▶ **YOUR TASK**: Rewrite all the data below, changing every "Outline" to "Mark" and keeping everything else the same.

Rows of box annotation data:
* * *

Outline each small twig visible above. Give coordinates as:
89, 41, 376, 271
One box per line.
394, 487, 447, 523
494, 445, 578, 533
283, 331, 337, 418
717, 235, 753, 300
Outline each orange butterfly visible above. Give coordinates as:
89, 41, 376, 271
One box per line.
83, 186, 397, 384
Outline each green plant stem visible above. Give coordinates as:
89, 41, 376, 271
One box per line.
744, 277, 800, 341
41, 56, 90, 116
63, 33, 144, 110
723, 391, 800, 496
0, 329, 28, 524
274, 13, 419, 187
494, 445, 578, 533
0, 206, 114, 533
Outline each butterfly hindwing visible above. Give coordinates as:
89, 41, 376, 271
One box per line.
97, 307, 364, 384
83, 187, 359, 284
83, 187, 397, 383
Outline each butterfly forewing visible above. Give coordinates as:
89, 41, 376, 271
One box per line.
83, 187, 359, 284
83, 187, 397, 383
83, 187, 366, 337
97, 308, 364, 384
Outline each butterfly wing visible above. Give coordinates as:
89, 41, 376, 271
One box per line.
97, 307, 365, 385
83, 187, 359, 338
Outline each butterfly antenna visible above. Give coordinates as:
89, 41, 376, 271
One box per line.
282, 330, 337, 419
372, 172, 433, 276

* * *

▶ **FULL SOLUTION**:
Mark each small twig visible above. Give coordinates as:
89, 41, 376, 271
One box per line.
394, 487, 447, 523
494, 445, 578, 533
283, 331, 337, 418
717, 235, 753, 300
Mark each orange butterfly visible above. Give coordinates as:
89, 41, 376, 271
One box per line.
83, 186, 397, 384
Mark each green plant stem visible above. Give coordinates as:
89, 41, 376, 271
One box per line.
744, 277, 800, 341
41, 56, 90, 116
63, 33, 144, 110
723, 391, 800, 496
0, 329, 28, 524
274, 13, 419, 187
494, 445, 578, 533
0, 206, 114, 533
Mark each butterfly hindwing visible above. Give coordinates as:
89, 41, 376, 271
One box per line.
97, 307, 364, 384
83, 187, 359, 284
83, 187, 397, 383
Mark each butterfly forewing visible above. Give coordinates as:
89, 41, 376, 271
One box per line.
83, 187, 359, 284
83, 187, 397, 383
83, 187, 366, 337
97, 308, 364, 384
Mark each butterfly wing visible above. Give coordinates as:
89, 41, 376, 271
One box per line.
97, 307, 365, 385
83, 187, 359, 338
Mark each butterfly antenna visible above. Give coordinates as:
89, 41, 376, 271
One box per line.
282, 330, 337, 419
372, 172, 433, 276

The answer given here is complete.